Tasks for this exercise |
**1.** In the DSIP excerpt, when should signed policies be visible to participants?
**2.** Reproduce the portion of the DSIP excerpt between "Original publisher signature" and "federated content distribution.", inclusive.
**3.** Does each statement below agree with the DSIP excerpt? Answer yes or no for each, and quote the words of the excerpt that settle it. (a) Replay attacks are among the threats DSIP should address. (b) The example policy forbids transcription. (c) Emergency communication in v0.4 should stay limited to emergency calling.
-- begin Source passage --
DSIP should support:

Original publisher signature
Relay signature
Relay authorization proof
Chain of custody metadata
Tamper-evident stream metadata

This is useful for public safety, journalism, government broadcasts, live sports, and federated content distribution.

15. Privacy and Security

15.1 Threats

DSIP should address:

Caller/source spoofing
Deepfake impersonation
Replay attacks
Presence tracking
Metadata leakage
Relay abuse
Unauthorized recording
Unauthorized AI processing
Key compromise
Device cloning
Spam and robocalling
Broadcast hijacking
Emergency alert spoofing

15.2 Mitigations

Mitigations include:

Signed signaling
Short-lived envelopes
Nonces and sequence numbers
Encrypted payloads
DID key rotation
Device attestation
Verifiable credentials
Selective disclosure
Ephemeral DIDs
Relay rate limiting
Reputation policies
Consent receipts
Media path binding
Emergency publisher allowlists

15.3 Consent and Policy

DSIP should make policy explicit.

Examples:

{
  "policy": {
    "recording": "consent-required",
    "transcription": "allowed",
    "ai_processing": "allowed-with-disclosure",
    "retention": "30-days",
    "redistribution": "forbidden",
    "relay": "authorized-only"
  }
}

Policies should be signed and visible to participants before or during session establishment.

16. Emergency and Public Safety

Emergency communication remains critical, but in v0.4 it should be generalized beyond emergency calling.
-- end Source passage --
-- begin Record excerpts --
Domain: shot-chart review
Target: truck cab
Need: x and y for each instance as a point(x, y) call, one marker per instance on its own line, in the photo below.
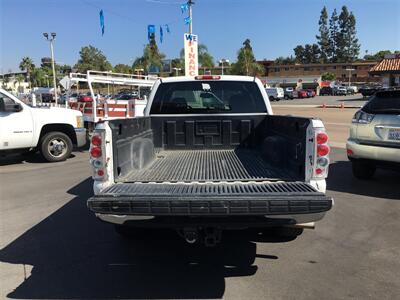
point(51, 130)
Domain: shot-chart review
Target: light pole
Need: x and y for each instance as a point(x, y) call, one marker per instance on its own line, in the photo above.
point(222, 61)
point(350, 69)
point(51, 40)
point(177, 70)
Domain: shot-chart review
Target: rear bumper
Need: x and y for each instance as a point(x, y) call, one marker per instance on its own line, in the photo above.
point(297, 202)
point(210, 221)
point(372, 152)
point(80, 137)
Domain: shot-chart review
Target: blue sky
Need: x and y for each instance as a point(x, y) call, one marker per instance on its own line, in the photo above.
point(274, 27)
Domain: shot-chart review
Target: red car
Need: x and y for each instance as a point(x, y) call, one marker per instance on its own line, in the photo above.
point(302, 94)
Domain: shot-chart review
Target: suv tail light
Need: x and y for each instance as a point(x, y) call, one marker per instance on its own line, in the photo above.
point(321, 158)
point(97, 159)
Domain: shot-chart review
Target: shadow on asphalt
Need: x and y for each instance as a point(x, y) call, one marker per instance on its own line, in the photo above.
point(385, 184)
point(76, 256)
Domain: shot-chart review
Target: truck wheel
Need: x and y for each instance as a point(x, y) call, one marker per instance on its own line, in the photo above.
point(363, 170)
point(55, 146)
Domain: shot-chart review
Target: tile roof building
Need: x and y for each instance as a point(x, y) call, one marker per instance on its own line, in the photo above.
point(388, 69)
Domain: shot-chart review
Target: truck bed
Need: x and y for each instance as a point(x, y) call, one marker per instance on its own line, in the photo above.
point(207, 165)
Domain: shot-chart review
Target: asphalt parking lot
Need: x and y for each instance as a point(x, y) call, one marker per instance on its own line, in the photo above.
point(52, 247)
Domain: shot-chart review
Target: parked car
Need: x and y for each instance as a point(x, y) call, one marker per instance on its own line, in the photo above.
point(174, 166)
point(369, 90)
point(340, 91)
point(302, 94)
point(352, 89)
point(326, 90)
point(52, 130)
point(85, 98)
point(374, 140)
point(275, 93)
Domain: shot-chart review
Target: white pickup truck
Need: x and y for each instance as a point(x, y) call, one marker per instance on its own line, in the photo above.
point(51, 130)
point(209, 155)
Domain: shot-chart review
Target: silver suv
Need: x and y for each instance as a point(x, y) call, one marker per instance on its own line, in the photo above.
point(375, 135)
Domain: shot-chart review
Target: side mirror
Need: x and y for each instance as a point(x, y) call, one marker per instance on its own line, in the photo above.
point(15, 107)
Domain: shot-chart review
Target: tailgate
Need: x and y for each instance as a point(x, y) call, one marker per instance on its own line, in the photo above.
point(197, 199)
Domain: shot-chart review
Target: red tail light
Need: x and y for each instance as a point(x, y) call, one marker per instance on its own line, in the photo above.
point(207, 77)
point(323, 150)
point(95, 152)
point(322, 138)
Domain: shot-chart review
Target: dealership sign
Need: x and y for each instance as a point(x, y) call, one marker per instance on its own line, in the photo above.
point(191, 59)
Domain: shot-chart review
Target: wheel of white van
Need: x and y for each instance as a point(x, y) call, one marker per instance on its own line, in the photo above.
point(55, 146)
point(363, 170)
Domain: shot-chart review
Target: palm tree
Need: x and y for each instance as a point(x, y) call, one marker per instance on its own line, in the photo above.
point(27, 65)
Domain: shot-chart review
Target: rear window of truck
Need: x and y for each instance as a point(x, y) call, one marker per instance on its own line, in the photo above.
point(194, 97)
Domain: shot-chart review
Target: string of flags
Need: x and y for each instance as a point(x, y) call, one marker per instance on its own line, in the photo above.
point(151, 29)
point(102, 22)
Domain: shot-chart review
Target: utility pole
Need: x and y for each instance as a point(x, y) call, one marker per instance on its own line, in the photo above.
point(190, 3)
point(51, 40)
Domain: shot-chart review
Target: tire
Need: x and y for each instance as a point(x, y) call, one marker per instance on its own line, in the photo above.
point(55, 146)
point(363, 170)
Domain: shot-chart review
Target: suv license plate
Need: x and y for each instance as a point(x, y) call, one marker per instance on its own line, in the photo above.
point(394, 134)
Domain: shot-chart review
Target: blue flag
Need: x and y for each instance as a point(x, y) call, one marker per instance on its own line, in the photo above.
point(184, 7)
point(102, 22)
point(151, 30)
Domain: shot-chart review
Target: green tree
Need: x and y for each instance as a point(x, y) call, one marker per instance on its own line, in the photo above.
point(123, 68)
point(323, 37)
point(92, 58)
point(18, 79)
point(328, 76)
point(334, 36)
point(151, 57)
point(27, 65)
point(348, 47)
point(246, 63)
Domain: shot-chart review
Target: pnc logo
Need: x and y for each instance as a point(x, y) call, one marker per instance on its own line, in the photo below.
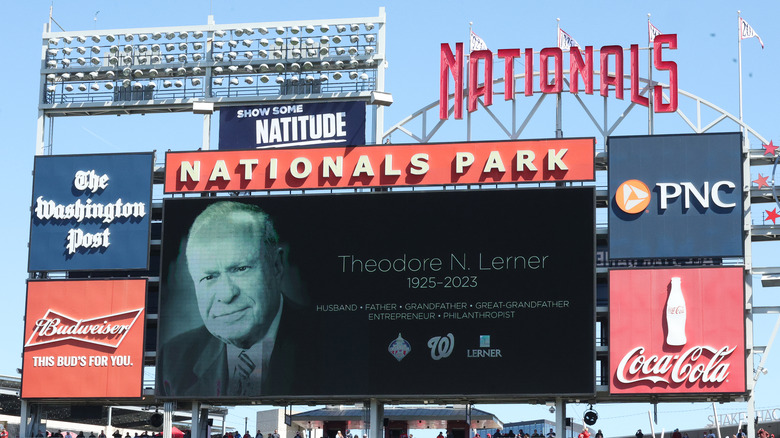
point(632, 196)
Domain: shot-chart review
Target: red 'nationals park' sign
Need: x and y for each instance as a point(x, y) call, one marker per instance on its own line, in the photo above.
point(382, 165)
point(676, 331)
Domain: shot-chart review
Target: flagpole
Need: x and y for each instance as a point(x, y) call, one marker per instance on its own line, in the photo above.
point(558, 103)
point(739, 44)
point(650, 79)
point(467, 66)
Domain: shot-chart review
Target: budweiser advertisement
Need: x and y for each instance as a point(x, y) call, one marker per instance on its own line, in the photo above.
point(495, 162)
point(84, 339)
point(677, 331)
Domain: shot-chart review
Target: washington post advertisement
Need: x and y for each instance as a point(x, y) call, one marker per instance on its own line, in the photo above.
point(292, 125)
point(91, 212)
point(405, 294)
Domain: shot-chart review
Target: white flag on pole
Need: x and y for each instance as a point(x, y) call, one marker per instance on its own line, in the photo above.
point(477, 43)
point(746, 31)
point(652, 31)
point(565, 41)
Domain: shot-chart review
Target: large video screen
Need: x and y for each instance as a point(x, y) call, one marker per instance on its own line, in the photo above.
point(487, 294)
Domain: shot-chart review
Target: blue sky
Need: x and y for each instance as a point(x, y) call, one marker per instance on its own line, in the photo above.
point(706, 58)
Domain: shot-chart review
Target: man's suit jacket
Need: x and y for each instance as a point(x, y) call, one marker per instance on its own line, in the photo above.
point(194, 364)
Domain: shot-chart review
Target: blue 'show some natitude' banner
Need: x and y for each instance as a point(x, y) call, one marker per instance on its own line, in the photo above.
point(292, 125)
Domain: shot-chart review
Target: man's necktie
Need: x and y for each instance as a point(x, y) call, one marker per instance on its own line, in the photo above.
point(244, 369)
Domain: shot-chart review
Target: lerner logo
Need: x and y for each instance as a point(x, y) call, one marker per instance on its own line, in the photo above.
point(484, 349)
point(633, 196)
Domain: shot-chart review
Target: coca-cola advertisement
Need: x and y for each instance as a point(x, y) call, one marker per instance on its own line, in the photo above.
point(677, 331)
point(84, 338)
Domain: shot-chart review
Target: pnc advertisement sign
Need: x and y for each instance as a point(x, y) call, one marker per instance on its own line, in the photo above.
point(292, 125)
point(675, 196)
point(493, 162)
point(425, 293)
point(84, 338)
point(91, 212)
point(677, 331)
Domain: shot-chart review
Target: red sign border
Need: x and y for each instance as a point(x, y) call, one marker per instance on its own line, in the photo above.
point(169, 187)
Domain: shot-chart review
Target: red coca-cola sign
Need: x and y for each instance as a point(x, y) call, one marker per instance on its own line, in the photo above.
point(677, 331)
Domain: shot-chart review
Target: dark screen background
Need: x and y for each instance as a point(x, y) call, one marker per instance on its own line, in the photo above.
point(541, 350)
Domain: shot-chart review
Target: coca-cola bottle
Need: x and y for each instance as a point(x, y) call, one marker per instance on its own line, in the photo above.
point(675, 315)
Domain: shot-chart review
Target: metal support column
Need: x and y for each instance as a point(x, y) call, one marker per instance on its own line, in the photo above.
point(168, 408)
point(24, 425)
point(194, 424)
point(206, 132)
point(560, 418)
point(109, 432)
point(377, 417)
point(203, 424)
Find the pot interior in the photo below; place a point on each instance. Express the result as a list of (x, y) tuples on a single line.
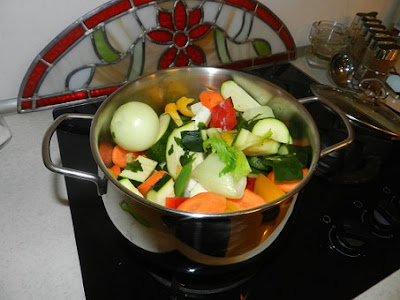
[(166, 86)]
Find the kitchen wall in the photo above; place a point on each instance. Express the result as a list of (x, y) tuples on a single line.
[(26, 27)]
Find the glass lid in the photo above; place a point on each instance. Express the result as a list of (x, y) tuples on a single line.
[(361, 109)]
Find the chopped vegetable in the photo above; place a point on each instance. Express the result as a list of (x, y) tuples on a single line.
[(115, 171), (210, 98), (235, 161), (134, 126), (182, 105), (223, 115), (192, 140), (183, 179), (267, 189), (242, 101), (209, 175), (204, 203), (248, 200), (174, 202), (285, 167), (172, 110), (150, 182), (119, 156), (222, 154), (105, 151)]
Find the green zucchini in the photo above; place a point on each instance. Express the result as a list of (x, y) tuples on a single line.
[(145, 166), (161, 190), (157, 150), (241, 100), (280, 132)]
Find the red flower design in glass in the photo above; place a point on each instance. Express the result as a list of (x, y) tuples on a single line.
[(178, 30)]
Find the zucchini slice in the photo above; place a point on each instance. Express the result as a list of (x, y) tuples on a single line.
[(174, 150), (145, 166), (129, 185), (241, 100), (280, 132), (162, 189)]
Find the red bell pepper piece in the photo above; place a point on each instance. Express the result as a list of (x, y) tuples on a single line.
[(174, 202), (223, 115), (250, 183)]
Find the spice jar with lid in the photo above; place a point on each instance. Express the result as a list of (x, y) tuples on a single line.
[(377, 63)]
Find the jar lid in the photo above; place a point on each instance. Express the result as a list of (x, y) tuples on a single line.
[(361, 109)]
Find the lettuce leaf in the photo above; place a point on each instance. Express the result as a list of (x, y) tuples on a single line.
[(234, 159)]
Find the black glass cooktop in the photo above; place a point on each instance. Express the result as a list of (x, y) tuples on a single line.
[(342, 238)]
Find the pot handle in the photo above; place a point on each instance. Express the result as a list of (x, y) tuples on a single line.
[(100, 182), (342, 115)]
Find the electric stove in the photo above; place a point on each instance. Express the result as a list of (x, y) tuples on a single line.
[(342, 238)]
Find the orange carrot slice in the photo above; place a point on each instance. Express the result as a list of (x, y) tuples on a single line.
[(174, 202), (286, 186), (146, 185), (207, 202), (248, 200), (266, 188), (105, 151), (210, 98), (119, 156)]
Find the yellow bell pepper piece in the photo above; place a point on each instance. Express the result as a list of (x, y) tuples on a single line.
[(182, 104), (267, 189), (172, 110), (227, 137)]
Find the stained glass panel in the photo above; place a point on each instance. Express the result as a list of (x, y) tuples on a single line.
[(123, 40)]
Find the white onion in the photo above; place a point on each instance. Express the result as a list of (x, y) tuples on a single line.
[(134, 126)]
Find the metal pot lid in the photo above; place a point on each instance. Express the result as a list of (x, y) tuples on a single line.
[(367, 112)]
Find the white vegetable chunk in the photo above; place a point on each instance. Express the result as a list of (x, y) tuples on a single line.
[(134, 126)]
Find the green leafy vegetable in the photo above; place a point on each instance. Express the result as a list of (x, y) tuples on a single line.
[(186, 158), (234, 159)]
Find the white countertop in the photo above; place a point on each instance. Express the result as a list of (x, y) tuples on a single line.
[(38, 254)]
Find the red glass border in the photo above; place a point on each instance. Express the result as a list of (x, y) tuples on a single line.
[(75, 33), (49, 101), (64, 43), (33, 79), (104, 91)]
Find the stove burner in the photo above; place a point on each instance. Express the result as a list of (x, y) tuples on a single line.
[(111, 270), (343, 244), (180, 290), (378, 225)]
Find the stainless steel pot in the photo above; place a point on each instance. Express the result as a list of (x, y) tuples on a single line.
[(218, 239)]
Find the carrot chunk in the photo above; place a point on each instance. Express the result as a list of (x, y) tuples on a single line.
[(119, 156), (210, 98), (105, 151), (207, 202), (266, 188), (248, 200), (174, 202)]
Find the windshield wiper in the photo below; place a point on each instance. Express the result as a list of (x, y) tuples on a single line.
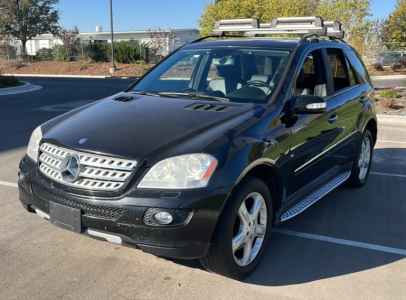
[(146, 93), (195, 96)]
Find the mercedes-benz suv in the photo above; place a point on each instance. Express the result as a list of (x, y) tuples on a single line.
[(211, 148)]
-- end Record excerpts --
Per-task answers |
**1.** Before or during session establishment.

**2.**
Original publisher signature
Relay signature
Relay authorization proof
Chain of custody metadata
Tamper-evident stream metadata

This is useful for public safety, journalism, government broadcasts, live sports, and federated content distribution.

**3.**
(a) Yes: "Replay attacks"
(b) No: "transcription": "allowed"
(c) No: "in v0.4 it should be generalized beyond emergency calling"